WHAT THIS TASK INVOLVES -> Copy word for word, and only, the lines below from the one with "Please mark every instance of the sandspit" through the last.

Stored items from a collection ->
--------------------------------

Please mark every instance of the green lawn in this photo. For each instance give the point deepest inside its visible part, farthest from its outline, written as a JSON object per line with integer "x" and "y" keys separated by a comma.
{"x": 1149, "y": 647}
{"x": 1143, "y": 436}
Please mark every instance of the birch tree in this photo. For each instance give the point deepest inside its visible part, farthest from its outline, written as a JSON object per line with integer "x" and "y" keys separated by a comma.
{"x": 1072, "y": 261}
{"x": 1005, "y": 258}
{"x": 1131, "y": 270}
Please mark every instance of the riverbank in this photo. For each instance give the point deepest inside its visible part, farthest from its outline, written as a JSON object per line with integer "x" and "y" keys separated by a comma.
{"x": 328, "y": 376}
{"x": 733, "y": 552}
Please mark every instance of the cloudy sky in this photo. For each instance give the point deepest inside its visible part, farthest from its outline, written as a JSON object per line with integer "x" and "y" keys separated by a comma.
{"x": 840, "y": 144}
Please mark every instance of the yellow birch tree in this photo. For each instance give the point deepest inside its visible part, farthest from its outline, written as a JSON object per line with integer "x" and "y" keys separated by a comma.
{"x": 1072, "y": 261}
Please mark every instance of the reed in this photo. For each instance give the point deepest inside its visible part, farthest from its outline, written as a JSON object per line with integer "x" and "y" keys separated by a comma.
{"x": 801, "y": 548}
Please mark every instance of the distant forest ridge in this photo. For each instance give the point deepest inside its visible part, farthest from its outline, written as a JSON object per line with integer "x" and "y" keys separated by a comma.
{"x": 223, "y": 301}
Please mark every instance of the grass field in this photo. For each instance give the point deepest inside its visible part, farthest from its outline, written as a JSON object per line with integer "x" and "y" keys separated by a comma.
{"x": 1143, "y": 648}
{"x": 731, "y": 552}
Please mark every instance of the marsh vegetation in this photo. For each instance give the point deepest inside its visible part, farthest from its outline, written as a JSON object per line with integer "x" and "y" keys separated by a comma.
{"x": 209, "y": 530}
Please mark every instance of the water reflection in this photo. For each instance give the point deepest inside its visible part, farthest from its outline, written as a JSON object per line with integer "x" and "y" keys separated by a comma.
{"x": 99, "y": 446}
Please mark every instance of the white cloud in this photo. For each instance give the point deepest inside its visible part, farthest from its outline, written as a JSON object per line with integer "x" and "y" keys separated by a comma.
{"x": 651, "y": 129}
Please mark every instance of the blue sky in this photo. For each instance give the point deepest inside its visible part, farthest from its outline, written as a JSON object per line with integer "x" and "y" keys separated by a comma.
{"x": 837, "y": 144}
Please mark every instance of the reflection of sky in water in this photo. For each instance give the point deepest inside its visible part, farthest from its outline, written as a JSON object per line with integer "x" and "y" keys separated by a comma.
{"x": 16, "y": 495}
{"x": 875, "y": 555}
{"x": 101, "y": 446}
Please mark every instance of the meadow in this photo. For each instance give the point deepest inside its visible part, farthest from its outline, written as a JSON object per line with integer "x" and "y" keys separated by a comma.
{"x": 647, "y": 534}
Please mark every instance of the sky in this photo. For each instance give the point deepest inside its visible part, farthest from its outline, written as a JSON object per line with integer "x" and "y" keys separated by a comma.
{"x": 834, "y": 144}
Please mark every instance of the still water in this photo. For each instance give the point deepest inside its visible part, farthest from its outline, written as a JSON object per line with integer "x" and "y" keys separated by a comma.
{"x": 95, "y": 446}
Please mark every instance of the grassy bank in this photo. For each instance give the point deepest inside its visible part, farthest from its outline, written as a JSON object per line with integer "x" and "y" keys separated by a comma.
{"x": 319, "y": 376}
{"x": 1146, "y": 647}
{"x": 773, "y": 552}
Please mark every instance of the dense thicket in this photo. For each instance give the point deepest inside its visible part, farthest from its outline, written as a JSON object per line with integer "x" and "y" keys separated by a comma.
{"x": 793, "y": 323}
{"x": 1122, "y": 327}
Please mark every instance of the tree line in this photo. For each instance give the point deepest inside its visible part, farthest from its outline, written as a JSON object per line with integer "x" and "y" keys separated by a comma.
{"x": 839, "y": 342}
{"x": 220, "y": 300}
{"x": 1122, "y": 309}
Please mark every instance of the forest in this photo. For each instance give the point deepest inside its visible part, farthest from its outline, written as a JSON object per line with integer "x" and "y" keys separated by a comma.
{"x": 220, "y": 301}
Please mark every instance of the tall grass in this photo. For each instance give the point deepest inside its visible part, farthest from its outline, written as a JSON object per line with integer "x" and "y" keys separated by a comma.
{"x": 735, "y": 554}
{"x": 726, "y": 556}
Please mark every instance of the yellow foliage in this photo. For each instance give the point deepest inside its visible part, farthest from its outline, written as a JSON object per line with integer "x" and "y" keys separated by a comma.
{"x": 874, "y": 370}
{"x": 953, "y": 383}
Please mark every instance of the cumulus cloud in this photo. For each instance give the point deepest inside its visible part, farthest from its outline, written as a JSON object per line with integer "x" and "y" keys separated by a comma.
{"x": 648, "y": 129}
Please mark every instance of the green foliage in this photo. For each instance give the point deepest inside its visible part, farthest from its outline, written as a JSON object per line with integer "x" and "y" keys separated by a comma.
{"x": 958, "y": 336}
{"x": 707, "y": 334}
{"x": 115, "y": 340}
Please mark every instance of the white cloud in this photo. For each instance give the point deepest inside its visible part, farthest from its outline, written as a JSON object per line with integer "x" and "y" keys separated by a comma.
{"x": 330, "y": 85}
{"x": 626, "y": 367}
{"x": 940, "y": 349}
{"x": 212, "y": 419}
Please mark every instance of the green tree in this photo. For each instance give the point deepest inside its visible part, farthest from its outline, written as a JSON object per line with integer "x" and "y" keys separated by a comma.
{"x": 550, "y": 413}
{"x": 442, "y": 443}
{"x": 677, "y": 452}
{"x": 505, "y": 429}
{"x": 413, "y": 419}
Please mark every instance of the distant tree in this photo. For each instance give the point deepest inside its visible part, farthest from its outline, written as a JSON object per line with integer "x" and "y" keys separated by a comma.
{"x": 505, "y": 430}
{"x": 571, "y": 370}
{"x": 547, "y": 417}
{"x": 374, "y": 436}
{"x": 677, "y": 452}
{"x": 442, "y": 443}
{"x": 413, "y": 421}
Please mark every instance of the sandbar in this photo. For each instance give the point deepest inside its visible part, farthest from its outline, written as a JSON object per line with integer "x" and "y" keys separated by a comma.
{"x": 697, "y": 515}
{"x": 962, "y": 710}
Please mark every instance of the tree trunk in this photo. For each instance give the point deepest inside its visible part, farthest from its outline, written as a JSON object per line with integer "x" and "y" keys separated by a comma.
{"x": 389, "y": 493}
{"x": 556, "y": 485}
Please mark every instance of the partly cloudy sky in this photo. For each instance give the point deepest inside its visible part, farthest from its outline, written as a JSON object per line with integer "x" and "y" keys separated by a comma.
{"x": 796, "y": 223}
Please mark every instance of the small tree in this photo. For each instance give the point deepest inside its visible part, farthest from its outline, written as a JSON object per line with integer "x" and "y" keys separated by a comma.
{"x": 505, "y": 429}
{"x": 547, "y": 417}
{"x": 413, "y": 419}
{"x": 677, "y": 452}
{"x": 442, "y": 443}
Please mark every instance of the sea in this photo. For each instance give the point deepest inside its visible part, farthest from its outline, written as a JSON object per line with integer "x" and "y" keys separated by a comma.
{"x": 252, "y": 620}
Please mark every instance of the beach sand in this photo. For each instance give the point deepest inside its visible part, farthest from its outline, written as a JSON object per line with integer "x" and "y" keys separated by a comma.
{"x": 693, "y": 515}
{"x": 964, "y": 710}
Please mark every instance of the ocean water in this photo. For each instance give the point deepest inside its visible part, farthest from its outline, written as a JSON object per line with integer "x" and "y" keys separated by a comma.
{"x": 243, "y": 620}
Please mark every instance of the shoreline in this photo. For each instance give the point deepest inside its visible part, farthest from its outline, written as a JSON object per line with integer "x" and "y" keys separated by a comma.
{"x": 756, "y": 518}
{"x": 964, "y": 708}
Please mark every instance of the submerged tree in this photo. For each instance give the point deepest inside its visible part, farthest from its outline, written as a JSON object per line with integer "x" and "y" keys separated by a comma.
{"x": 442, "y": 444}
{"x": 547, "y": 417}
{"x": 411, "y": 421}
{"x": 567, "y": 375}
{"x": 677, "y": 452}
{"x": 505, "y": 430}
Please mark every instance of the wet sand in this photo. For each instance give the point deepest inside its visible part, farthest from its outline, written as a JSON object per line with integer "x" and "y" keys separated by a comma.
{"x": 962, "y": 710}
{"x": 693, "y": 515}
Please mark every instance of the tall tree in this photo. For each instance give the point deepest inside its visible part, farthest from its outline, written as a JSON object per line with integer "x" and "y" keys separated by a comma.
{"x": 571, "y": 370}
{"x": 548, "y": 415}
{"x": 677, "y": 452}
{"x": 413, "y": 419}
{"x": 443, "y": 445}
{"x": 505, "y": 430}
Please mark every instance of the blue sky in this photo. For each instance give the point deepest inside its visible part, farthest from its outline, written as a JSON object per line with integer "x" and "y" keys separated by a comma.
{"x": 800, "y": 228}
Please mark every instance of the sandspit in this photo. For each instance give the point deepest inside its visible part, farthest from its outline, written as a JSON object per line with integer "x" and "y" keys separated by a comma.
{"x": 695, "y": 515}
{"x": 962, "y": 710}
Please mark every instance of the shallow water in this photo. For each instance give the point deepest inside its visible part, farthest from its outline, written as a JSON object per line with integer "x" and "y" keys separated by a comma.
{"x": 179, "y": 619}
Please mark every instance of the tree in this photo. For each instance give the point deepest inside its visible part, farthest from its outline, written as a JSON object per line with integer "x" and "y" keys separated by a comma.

--------------------------------

RESULT BELOW ->
Please mark every instance of the sandspit in this photo. For each instance give the point deepest inside its visible part, farthest from its outline, written as a JSON object per line with integer "x" and "y" keys separated by a comma.
{"x": 695, "y": 515}
{"x": 962, "y": 710}
Please mark every instance of the shallow water in this photo. For each instance give the point deepest inside its visible part, farthest from its outline, written as a JSON object per line with integer "x" and "y" keys separated by a comma.
{"x": 179, "y": 619}
Please mark every instance of the tree in this photo. For each instance give the point deepest inside its visible part, farthest from its outline, written as a JSON object per line with integer "x" and "y" keys separated by a comma.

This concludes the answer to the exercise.